[begin RECORDED INFORMATION]

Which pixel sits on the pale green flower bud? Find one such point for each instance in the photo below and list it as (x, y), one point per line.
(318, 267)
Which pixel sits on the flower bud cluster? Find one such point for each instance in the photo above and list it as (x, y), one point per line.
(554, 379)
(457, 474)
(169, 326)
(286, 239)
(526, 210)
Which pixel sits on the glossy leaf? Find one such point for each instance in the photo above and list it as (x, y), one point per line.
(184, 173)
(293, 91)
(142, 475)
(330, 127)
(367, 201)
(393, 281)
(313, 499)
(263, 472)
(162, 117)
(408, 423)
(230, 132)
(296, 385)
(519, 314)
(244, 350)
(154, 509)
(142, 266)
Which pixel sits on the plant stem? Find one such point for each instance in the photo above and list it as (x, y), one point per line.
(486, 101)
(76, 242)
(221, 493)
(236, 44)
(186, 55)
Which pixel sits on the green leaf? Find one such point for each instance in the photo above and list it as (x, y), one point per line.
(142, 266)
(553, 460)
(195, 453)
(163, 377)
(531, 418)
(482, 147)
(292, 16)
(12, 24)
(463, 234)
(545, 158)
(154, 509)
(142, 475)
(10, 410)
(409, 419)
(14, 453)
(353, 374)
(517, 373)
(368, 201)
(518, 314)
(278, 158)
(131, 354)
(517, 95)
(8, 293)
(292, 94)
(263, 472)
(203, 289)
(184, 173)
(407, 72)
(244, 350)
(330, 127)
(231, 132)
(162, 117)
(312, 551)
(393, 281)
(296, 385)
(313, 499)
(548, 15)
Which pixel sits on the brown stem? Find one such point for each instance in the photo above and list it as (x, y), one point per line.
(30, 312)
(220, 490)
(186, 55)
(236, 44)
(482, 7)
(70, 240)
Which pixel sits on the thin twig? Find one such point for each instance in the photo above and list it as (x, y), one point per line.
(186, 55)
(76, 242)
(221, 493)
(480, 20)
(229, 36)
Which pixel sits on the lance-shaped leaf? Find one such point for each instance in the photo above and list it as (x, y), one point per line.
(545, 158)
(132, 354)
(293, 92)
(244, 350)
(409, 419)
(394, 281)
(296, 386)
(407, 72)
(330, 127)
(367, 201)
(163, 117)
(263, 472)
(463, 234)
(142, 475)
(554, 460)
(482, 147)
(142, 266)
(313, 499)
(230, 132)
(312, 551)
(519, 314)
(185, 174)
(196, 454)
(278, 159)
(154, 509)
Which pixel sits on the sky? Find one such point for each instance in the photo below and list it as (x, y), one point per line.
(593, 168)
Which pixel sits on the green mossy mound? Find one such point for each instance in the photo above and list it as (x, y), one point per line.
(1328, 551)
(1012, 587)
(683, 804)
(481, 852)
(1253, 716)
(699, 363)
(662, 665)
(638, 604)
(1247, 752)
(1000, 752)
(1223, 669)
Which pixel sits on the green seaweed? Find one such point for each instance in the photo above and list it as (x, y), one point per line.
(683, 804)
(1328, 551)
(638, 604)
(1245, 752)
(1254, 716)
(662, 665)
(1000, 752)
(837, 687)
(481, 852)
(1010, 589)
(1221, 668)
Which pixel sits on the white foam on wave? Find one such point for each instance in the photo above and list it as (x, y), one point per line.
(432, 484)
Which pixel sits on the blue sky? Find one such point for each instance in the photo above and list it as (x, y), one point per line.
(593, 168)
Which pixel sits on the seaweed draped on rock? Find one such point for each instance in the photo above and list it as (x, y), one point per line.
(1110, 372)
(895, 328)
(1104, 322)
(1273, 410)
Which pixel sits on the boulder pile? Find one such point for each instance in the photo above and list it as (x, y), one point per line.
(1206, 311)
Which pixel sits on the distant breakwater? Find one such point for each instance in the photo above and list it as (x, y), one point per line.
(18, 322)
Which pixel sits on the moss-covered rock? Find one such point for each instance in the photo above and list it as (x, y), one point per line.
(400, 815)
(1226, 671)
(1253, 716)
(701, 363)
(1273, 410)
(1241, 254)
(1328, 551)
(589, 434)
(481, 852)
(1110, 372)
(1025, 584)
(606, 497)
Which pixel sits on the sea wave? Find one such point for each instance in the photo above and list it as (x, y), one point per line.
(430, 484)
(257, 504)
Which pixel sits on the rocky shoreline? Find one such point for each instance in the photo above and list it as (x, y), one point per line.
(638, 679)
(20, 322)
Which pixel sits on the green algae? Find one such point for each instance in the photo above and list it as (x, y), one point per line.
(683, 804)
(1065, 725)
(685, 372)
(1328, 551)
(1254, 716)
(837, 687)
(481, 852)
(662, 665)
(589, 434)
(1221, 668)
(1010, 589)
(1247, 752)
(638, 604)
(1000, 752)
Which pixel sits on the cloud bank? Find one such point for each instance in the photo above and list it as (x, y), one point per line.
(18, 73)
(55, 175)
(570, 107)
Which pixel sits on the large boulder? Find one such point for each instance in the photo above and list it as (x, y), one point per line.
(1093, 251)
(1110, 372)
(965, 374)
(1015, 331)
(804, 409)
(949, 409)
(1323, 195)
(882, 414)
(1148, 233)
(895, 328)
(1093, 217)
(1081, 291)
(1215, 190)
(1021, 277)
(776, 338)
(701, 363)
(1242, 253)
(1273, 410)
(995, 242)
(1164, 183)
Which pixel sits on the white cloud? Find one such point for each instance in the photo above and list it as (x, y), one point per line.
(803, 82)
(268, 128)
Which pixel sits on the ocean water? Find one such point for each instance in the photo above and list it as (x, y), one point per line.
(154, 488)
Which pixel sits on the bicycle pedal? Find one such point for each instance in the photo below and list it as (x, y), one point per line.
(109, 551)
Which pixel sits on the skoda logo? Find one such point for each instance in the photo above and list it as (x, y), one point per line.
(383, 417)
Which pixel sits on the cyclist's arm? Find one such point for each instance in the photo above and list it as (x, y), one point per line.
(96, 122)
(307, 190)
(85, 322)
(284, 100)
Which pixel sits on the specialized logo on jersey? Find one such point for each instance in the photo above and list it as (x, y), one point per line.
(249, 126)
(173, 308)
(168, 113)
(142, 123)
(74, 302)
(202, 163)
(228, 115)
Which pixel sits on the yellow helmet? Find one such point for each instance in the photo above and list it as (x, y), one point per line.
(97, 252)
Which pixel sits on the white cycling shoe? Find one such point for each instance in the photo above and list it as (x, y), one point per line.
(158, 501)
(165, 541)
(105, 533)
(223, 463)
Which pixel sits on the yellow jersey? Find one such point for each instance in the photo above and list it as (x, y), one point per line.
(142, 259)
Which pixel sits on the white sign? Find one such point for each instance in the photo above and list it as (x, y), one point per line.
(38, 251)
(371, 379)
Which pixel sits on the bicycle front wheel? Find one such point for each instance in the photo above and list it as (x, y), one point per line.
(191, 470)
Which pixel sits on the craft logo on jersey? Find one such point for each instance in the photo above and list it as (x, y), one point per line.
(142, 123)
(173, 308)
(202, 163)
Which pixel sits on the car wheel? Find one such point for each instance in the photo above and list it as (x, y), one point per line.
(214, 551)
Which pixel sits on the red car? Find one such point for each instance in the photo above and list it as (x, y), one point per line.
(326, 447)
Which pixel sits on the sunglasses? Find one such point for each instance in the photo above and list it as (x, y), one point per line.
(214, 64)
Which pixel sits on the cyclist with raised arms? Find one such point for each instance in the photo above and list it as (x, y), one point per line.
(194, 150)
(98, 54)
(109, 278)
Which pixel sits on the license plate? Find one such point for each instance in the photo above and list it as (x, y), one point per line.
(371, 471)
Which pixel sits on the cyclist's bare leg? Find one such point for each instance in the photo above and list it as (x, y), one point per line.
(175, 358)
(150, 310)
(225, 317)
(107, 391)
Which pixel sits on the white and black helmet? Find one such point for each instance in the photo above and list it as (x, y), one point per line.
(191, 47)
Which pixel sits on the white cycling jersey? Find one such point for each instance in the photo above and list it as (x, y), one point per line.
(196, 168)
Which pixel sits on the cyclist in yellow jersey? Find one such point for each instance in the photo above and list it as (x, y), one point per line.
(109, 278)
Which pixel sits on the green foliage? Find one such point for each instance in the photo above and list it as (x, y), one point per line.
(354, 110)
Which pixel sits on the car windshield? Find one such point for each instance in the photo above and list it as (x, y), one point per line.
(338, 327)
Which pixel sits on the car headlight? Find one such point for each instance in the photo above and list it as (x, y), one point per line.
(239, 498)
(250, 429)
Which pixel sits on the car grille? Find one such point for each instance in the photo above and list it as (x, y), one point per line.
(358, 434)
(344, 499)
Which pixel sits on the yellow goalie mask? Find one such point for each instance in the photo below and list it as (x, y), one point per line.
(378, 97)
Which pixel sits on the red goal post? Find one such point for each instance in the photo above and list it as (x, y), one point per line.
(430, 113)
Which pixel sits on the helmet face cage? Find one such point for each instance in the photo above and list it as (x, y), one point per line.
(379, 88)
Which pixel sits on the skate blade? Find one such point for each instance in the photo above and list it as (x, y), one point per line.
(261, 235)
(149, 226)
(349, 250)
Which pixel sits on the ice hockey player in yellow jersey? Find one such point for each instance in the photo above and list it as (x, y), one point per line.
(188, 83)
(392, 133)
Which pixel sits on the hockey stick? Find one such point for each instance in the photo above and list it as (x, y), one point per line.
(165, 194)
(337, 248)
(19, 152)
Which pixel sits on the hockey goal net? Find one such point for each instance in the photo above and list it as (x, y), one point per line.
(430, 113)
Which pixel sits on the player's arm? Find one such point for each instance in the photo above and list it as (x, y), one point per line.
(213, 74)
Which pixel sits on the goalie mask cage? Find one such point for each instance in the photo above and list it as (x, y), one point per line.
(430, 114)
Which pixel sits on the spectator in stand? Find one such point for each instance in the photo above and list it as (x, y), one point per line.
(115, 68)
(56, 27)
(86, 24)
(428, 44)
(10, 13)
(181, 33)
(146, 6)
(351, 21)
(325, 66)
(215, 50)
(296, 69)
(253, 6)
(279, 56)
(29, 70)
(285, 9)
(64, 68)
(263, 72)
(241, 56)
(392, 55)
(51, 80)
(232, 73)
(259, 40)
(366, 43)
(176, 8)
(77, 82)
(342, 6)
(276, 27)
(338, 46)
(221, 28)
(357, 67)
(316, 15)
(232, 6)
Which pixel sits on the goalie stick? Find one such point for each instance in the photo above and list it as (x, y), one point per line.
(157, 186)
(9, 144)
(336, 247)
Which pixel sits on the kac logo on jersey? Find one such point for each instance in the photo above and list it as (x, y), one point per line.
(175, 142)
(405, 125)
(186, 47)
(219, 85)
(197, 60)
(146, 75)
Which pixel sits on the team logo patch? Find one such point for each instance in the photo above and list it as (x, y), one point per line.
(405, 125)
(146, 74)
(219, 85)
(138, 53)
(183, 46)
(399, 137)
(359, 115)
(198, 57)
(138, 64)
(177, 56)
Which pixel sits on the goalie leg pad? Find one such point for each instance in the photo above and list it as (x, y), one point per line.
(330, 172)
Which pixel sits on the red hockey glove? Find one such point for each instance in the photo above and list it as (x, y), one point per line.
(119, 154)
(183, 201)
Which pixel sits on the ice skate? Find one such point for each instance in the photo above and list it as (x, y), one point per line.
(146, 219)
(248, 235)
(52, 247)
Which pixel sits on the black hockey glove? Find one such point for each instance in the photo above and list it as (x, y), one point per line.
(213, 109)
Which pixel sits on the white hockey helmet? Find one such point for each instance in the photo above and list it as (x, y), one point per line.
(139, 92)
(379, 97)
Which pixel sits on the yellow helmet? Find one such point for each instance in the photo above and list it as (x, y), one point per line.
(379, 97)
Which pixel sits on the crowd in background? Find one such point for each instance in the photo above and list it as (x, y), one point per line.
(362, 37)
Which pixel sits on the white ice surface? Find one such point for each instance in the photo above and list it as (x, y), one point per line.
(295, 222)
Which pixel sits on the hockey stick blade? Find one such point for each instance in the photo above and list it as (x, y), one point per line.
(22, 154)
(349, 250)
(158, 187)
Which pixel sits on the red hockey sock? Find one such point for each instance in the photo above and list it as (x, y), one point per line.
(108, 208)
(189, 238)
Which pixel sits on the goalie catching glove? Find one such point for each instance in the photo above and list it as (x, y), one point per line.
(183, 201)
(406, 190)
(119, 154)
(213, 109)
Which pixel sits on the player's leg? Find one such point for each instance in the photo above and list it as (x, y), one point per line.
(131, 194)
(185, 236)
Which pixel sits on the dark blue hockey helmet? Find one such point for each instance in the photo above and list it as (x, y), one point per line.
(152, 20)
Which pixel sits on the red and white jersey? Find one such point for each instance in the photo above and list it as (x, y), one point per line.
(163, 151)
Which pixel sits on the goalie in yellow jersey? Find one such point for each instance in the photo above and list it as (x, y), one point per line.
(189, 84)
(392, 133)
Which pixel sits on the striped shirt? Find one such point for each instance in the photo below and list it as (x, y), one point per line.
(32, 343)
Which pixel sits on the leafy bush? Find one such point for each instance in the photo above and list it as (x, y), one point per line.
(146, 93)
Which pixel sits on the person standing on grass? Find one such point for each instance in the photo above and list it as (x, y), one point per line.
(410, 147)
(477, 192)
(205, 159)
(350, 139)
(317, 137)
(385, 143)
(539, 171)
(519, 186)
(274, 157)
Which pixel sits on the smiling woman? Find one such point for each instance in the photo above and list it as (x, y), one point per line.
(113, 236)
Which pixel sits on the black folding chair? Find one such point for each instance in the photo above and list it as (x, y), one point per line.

[end RECORDED INFORMATION]

WORK REQUIRED: Print exactly the lines from the one with "Which pixel sits on the striped" through the end of the data, inclusive.

WRITTEN SOLUTION:
Which pixel sits on the striped shirt? Find one such point for each instance in the photo below and list it as (x, y), one point per line.
(32, 343)
Which pixel sits on the leafy bush? Find one such point for each instance in the photo above and list it as (x, y), one point per line.
(146, 93)
Which pixel sits on the person standing on grass? Find one such point for each instance in the photo above and list it as (x, y), one point per line.
(410, 147)
(477, 192)
(205, 159)
(350, 139)
(317, 137)
(385, 143)
(539, 171)
(519, 186)
(274, 157)
Which pixel sits on the smiling woman? Find one such point for each instance in the photo above and list it as (x, y), one point per line.
(113, 236)
Which pixel sits on the black folding chair? Find one such point for each instance in the photo above and list it as (x, y), one point per line.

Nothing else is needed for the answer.